_Görevler ve alıştırmalar_:
a: Ahmet Karaçam'ın direnişini anlatan metinde “Geçen yaz şebeke” sözlerinden başlayıp “arazinizi satmanız karşılığında?” sözlerine kadar uzanan bölümün tamamını aynen yineleyin.
b: Aşağıdaki listenin satırlarını, boş satırları atlayarak, “Sıra No” ve “Satır” adlı iki sütundan oluşan bir Markdown tablosu olarak düzenleyin. Her satıra bir sıra numarası verin.

_Verilen metin_:
‘Yalnız efe’nin direnişi
Ahmet Karaçam ise, tüm baskılara ve zorluklara rağmen “Musalla taşına gitmeden arazimi satmayacağım” diyor.
İşte Ahmet Karaçam’ın anlattıkları:
7.500 liralık su faturası gelmiş. Bu nasıl oldu?
Geçen yaz şebeke değiştirdi İZSU. Saatleri de dışarıya aldılar. İki kere su parası ödedim. Biri cezalı, diğeri normaldi. Keçilerin derdine son zamanlarda ilgilenemedim. 7 bin 500 liralık fatura geldi. Saatin üstündeki rakamı yazdım, gittim itiraz ettim Menderes’teki İZSU’ya. Oradaki yetkili ‘Bir yanlışlık var bu işte’ dedi. Yeni hesap yaptı, bu sefer de 5 bin 500 liraya indi fatura. İçme suyumu bile bakkaldan alıyorum. Evimde sadece çamaşırda, banyoda-tuvalette kullanıyorum. Bir de evimin önünde iki karış bahçem var. Bu kadar suyu mümkün değil benim kullanmam. Gelip saatleri söktüler. Şimdi suyum da yok evde. Gidip çeşmelerden suyumu dolduruyorum.
Altın madeni size neler teklif ediyor arazinizi satmanız karşılığında?
Köyün kenarında 30 dönüm arsa alacaklarmış. Köye de altlı üstlü 2 tane daire yaptıracaklar. Artezyeni, sıcak-soğuk suyu, elektriği içinde son sistem iki daire. Yine son model cip alacaklarını ve bir miktar da para vereceklerini söylüyorlar. Paranın miktarı belli değil.

_Görev girdisi_:
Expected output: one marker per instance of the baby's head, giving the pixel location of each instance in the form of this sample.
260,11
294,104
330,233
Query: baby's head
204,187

_Görev yanıtları_:
a:
Geçen yaz şebeke değiştirdi İZSU. Saatleri de dışarıya aldılar. İki kere su parası ödedim. Biri cezalı, diğeri normaldi. Keçilerin derdine son zamanlarda ilgilenemedim. 7 bin 500 liralık fatura geldi. Saatin üstündeki rakamı yazdım, gittim itiraz ettim Menderes’teki İZSU’ya. Oradaki yetkili ‘Bir yanlışlık var bu işte’ dedi. Yeni hesap yaptı, bu sefer de 5 bin 500 liraya indi fatura. İçme suyumu bile bakkaldan alıyorum. Evimde sadece çamaşırda, banyoda-tuvalette kullanıyorum. Bir de evimin önünde iki karış bahçem var. Bu kadar suyu mümkün değil benim kullanmam. Gelip saatleri söktüler. Şimdi suyum da yok evde. Gidip çeşmelerden suyumu dolduruyorum.
Altın madeni size neler teklif ediyor arazinizi satmanız karşılığında?

b:
| Sıra No | Satır |
|---|---|
| 1 | Expected output: one marker per instance of the baby's head, giving the pixel location of each instance in the form of this sample. |
| 2 | 260,11 |
| 3 | 294,104 |
| 4 | 330,233 |
| 5 | Query: baby's head |
| 6 | 204,187 |